>> START DATA ROWS

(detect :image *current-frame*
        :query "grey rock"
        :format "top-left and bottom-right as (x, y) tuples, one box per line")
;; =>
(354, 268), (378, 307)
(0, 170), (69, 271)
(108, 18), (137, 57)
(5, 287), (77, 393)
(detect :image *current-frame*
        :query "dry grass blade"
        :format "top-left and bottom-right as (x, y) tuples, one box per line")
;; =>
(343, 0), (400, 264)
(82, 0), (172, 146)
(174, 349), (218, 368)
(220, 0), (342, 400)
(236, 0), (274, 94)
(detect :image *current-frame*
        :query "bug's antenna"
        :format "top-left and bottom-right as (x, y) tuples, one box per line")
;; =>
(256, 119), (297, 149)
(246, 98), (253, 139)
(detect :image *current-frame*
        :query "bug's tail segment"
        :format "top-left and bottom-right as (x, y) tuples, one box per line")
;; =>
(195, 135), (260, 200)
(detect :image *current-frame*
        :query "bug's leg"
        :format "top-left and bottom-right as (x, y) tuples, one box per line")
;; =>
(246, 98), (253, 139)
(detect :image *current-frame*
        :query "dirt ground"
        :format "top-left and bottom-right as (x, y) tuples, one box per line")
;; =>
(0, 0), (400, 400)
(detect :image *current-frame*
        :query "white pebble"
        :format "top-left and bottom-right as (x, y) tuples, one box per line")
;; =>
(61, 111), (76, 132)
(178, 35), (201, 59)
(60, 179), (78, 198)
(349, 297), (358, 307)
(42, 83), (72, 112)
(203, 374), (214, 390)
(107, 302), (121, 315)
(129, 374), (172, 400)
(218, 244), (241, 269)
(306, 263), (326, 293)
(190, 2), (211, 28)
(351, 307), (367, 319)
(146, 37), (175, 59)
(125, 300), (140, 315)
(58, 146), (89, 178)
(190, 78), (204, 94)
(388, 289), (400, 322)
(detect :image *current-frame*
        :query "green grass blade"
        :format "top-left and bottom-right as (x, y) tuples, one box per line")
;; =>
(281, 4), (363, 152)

>> END DATA ROWS

[TASK STATEMENT]:
Find each line in the material that contains the string "query", and copy those lines.

[COMPLETE OUTPUT]:
        :query "grey rock"
        :query "dry grass blade"
        :query "bug's antenna"
        :query "bug's tail segment"
        :query "bug's leg"
        :query "dirt ground"
        :query "white pebble"
        :query "green grass blade"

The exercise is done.